Using the passage below about Trump's deliberations over a strike on Fordo, answer each question briefly:
1. Who joined Trump for lunch at the White House on Thursday?
2. How long did Trump's statement, delivered by Leavitt, say he had given himself to make a decision?
3. Where did Trump go on Friday afternoon?

### Document section

◇ ◇ ◇ ◇ ◇ ◇ ◇

Even as Trump was posting his own hawkish statements, he was becoming annoyed as he watched pundits on television telegraph his likely strike against Fordo. He was infuriated when The Wall Street Journal reported that he had already given a green light to putting the pieces of the operation in place but had not given the final order.
On Thursday, Trump was joined for lunch at the White House by Bannon, one of the most prominent critics of U.S. involvement in Israel's war with Iran. Some wishful thinkers in the anti-interventionist camp interpreted the meeting as a sign that Trump was getting cold feet.
Leavitt reinforced that sentiment when she delivered Trump's statement, not long after Bannon arrived at the White House, indicating that he had given himself up to two weeks to make a decision, a time frame he often invoked for decisions on complex issues when he had no clear plan.
But Trump had already dictated Leavitt's statement before he met with Bannon. It was a calculated misdirection intended to buy some breathing room for the president while suggesting that no attack was imminent.
Up through that point, Trump had been willing to continue to listen to those skeptical about the Iran strike, and to hear arguments about its possibly dire consequences -- including for oil prices, civil war in Iran and a possible refugee crisis, in addition to the prospect of retaliatory attacks that could bring the United States into a sustained conflict.
On Friday, Trump left the White House in the afternoon for a fundraising event at his club in Bedminster, New Jersey, his main summer retreat, further feeding the impression that no attack was imminent.

◇ ◇ ◇ ◇ ◇ ◇ ◇

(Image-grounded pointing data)
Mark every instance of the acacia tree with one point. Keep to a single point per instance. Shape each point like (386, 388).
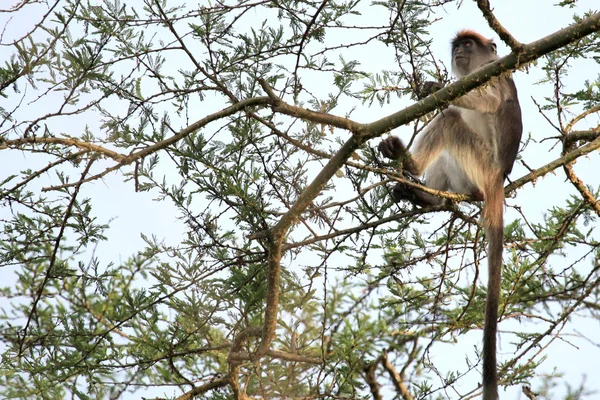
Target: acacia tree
(297, 276)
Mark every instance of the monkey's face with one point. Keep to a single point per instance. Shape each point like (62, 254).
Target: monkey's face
(468, 55)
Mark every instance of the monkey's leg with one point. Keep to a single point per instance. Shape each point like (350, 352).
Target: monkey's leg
(435, 178)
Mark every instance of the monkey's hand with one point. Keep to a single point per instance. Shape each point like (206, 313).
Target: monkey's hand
(392, 147)
(428, 88)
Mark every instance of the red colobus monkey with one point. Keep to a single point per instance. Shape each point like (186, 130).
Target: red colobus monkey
(470, 148)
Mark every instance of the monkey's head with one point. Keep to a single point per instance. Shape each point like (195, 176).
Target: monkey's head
(470, 51)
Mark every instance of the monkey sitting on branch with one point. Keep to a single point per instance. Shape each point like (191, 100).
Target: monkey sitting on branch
(469, 148)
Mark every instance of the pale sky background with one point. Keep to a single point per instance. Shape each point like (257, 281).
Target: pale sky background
(131, 213)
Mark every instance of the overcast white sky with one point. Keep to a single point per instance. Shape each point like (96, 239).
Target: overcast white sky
(131, 213)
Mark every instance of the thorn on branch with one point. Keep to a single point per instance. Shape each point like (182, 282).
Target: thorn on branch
(268, 90)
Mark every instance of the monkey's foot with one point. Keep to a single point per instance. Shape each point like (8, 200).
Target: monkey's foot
(404, 192)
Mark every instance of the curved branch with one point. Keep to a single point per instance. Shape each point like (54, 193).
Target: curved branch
(514, 44)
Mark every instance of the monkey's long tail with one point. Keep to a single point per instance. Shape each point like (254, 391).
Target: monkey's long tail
(494, 225)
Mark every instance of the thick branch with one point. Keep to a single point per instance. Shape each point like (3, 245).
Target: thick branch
(513, 61)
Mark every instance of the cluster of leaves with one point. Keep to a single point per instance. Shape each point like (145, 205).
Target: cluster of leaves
(170, 97)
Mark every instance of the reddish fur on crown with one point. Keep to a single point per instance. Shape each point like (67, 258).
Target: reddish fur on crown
(471, 34)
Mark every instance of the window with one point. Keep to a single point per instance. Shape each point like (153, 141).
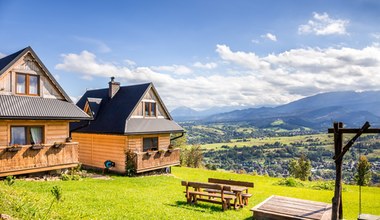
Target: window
(26, 135)
(150, 109)
(27, 84)
(150, 143)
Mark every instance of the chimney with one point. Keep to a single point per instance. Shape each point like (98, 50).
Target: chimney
(113, 87)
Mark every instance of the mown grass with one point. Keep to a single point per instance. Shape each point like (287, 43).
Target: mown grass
(157, 197)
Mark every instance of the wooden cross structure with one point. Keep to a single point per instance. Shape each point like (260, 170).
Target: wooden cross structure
(338, 131)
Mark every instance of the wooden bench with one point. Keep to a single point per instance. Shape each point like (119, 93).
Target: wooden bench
(244, 196)
(218, 197)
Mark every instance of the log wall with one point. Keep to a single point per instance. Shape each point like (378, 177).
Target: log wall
(95, 149)
(54, 131)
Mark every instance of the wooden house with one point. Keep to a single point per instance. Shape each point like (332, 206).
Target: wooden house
(35, 113)
(126, 119)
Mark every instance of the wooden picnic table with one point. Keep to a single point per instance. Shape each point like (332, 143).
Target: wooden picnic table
(285, 208)
(238, 190)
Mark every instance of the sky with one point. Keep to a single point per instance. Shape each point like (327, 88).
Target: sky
(202, 53)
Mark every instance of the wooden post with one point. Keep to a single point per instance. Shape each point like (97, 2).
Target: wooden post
(338, 145)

◇ ◇ ◇ ◇ ◇ ◇ ◇

### Task answer
1. Bannon
2. Up to two weeks
3. To a fundraising event at his club in Bedminster, New Jersey